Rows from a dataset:
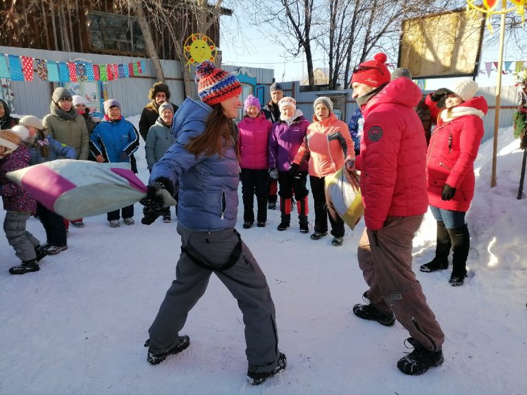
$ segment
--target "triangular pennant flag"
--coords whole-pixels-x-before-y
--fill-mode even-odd
[[[86,80],[86,69],[84,63],[77,63],[77,74],[81,81]]]
[[[33,75],[35,73],[33,69],[33,58],[30,56],[21,56],[22,58],[22,71],[24,73],[24,80],[26,81],[33,81]]]
[[[58,65],[56,62],[47,61],[47,80],[50,82],[58,82],[60,77],[58,75]]]
[[[77,67],[75,63],[68,62],[68,72],[69,73],[69,80],[71,82],[77,82]]]
[[[108,77],[108,80],[111,81],[113,80],[113,68],[112,67],[111,64],[108,64],[106,66],[106,76]]]
[[[119,78],[124,78],[124,67],[122,64],[117,66],[118,75]]]
[[[487,77],[490,78],[491,71],[492,71],[492,62],[485,62],[485,70],[487,71]]]
[[[5,56],[0,53],[0,78],[10,78],[8,62],[5,62]]]
[[[93,79],[95,81],[99,81],[101,79],[100,69],[99,64],[93,64]]]
[[[108,81],[108,75],[106,74],[106,65],[99,65],[99,73],[101,75],[101,81]]]
[[[9,71],[10,78],[13,81],[23,81],[24,76],[22,74],[22,64],[20,64],[20,58],[17,55],[8,55]]]
[[[95,75],[93,75],[93,64],[91,63],[86,63],[84,67],[86,67],[86,75],[88,77],[88,81],[95,80]]]
[[[69,69],[65,62],[58,62],[58,76],[60,82],[69,82]]]
[[[36,73],[43,81],[47,81],[47,67],[44,59],[35,59]]]

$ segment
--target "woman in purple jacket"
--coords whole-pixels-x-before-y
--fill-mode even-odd
[[[301,165],[292,166],[295,155],[304,141],[309,121],[302,111],[296,108],[296,101],[292,97],[283,97],[278,102],[280,120],[272,125],[269,136],[269,169],[271,176],[278,173],[280,189],[280,212],[281,222],[279,230],[285,230],[291,222],[291,200],[294,192],[298,212],[300,231],[309,231],[307,223],[307,161]]]
[[[267,221],[268,152],[272,124],[266,119],[259,100],[253,95],[245,99],[244,110],[246,115],[238,123],[238,147],[244,199],[244,228],[248,229],[255,223],[255,194],[258,204],[258,227],[265,226]]]

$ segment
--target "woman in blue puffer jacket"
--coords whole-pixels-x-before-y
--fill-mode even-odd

• [STATED TASK]
Repeat all lines of the records above, requests included, but leave out the pictures. Multiply every pixel coordinate in the answer polygons by 1.65 and round each to a whole number, with halves rounded up.

• [EXERCISE RESPONSE]
$ segment
--target "triangular pennant flag"
--coords whole-pixels-x-before-y
--fill-mode even-odd
[[[142,132],[142,114],[139,104],[127,104],[127,122],[134,134]]]
[[[54,124],[58,120],[54,114],[54,96],[50,92],[35,92],[36,96],[36,117],[40,120],[40,132],[43,134],[54,134]]]
[[[96,107],[92,102],[78,101],[78,132],[83,135],[96,135],[99,127],[96,124]]]
[[[127,111],[124,104],[112,102],[112,119],[114,120],[114,132],[117,135],[127,135]]]
[[[178,127],[178,132],[183,134],[186,132],[186,112],[185,111],[183,106],[178,106],[175,109],[175,125]]]
[[[196,129],[205,129],[205,111],[201,106],[193,109],[195,124]]]
[[[804,127],[809,129],[810,117],[812,117],[812,102],[800,102],[800,116],[804,117]]]
[[[8,92],[0,87],[0,129],[17,129],[13,102],[8,102]]]
[[[153,130],[157,134],[163,134],[167,130],[165,114],[163,106],[153,106]]]
[[[178,134],[178,124],[175,122],[175,107],[163,107],[163,120],[167,124],[167,134]]]
[[[15,117],[17,129],[21,134],[38,134],[40,125],[36,122],[36,106],[33,106],[33,96],[28,91],[13,91]]]
[[[157,124],[153,124],[153,106],[150,104],[142,104],[139,111],[142,111],[142,124],[145,127],[145,134],[157,132]]]
[[[114,114],[107,102],[96,102],[96,125],[99,135],[114,135]]]
[[[59,120],[71,134],[78,134],[78,111],[73,97],[58,97]]]

$ segment
--target "woman in purple jacket"
--coords whole-pixels-x-before-y
--fill-mode even-odd
[[[497,272],[482,274],[487,256],[502,233],[510,200],[498,183],[488,178],[488,167],[482,160],[467,160],[459,168],[462,198],[449,206],[444,224],[444,279],[447,290],[459,285],[462,312],[462,350],[464,366],[460,380],[470,380],[480,366],[480,330],[485,317],[492,350],[495,381],[510,381],[507,368],[507,266]]]
[[[441,365],[442,251],[449,205],[439,196],[427,165],[417,157],[404,163],[403,182],[406,190],[393,203],[393,243],[403,328],[403,376],[409,378],[421,368],[421,320],[426,337],[426,375],[437,373]]]

$ segment
--target "woman in blue puffer jacket"
--coords whole-pixels-x-before-y
--fill-mode even-odd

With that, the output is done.